Что сделать:
Ответьте по отрывку о микро- и макроистории:
(a) Кто открыл метод, названный «принципом дополнительности»?
(b) С чем Ю. Л. Бессмертный образно сравнил этот принцип, примененный к изучению социальной материи?
(c) Кто в надежде П. Ю. Уварова назван стариком Лиром?

Выбранный отрывок:
####

Понимая ограниченность возможностей микроанализа и те опасности, которые заложены в концепте «истории в осколках», историки стали искать возможность примирения микро- и макроподходов: в конце концов и макроистория, как показал опыт развития исторической науки, оказалась в состоянии методологического кризиса, а значит, не обладала объяснительным всемогуществом и имела свои ограничения. Среди серьезных историков, реализовывавших микроисторические практики, никогда не было тех, кто в принципе отрицал необходимость синтеза или провозглашал отказ от макроисторических понятий как таковых. Напротив, «уход на микроуровень в рамках антропологической версии социальной истории изначально подразумевал последующее возвращение к генерализации на новых основаниях, хотя и с полным осознанием тех труднопреодолимых препятствий, которые встретятся на этом “обратном пути”»[16]. Таким образом, формирование микроанализа как направления исторических исследований изначально задавало проблему поиска методолого-методического компромисса, одновременно побуждая к обновлению арсенала макроисторических практик. Осмысление проблемы методологического синтеза, интеграции микро-и макроподходов, как представляется, нашло наиболее емкое и лаконичное объяснение в формулировках, предложенных Ю. Л. Бессмертным. Отталкиваясь от открытого Нильсом Бором метода сочетания некоторых форм получения информации в квантовой механике, названного им «принципом дополнительности», историк сформулировал общие принципы осмысления прошлого посредством параллельного использования разных по своей сути способов: исследования больших структур и исследования микромира (как индивидуализированного воплощения стереотипов и уникальных поведенческих феноменов). Этот принцип дополнительности, примененный к изучению социальной материи, Ю. Л. Бессмертный образно сравнил с бинокулярным восприятием мира зрительным центром человеческого мозга[17].

Думается, что с некоторых пор подобная «бинокулярность» исторического исследования не остается лишь красивой метафорой, а с той или иной степенью успеха претворяется в жизнь. При всей нынешней дискретности профессионального сообщества и методологической полифонии, представляющейся пессимистам какофонией, а оптимистам – одой радости свободному творчеству, мы наблюдаем появление значительного количества авторов, благополучно реализующих этот принцип гармонизации исследовательских практик, и еще большее количество к таковому стремящихся. В этом смысле надежда П. Ю. Уварова на то, что дочери все-таки вернут старику Лиру – социальной истории – часть имущества, похоже, оправдывается, а «сюжеты социальной истории и даже “большие нарративы” вновь возвращаются», обогащенные новыми смыслами и новыми методами[18].

####

Показанные данные:

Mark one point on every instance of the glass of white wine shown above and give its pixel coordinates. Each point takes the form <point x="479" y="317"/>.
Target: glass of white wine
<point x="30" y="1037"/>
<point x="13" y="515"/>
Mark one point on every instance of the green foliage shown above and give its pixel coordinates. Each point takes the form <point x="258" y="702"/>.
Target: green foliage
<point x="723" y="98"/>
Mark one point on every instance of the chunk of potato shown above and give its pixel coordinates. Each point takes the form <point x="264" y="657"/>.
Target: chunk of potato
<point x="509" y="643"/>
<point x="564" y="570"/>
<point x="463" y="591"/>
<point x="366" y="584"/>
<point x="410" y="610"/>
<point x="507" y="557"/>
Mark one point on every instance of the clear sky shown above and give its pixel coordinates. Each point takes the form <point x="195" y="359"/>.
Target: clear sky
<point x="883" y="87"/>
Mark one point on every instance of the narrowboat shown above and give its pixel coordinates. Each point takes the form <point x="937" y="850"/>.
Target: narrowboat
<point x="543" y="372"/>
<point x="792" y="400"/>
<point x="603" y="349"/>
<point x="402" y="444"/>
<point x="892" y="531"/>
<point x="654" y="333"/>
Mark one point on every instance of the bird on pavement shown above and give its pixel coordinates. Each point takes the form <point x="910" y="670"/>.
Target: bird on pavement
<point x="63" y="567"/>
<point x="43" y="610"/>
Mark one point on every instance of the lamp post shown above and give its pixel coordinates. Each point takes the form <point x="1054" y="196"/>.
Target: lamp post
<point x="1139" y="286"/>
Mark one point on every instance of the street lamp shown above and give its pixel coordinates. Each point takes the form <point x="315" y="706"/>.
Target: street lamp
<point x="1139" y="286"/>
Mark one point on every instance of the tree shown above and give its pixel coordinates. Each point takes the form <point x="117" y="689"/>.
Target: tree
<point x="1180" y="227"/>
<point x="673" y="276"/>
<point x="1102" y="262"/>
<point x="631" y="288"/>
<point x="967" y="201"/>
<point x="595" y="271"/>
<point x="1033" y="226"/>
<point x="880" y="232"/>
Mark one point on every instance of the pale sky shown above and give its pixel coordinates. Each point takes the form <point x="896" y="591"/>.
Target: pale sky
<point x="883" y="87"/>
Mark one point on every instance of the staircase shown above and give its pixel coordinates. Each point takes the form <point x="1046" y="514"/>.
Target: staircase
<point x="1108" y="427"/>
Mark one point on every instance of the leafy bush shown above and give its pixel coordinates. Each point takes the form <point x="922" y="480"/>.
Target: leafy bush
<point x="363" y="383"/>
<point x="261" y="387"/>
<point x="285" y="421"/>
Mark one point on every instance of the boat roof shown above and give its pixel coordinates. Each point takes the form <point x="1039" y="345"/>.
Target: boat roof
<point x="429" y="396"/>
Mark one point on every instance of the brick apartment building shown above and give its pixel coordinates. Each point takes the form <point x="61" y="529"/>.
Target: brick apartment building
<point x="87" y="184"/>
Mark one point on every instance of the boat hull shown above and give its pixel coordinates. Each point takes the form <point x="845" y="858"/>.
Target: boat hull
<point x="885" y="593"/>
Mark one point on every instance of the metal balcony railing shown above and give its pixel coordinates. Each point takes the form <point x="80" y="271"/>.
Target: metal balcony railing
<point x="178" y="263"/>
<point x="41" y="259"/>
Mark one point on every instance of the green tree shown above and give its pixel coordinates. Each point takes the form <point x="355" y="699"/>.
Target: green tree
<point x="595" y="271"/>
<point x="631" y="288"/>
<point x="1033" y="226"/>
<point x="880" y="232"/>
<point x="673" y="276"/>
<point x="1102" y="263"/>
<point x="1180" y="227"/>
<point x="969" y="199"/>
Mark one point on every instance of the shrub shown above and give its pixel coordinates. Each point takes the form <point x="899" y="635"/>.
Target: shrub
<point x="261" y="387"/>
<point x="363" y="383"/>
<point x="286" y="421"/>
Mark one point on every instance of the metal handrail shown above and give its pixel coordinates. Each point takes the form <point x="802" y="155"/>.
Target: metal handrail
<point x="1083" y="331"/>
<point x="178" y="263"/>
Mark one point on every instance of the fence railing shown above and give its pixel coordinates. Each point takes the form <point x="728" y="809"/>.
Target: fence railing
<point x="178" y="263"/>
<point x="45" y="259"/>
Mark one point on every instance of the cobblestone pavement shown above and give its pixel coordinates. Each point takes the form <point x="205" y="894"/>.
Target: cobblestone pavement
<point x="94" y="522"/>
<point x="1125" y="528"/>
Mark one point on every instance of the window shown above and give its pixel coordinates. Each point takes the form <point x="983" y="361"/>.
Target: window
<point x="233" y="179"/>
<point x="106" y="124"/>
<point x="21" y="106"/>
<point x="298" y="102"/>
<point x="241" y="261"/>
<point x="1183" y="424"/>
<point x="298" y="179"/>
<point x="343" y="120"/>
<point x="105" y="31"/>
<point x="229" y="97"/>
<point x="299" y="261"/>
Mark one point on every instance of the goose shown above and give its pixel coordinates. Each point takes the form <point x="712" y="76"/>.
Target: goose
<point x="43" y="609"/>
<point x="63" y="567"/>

####

Ответ ниже:
(a) Нильс Бор.
(b) С бинокулярным восприятием мира зрительным центром человеческого мозга.
(c) Социальная история.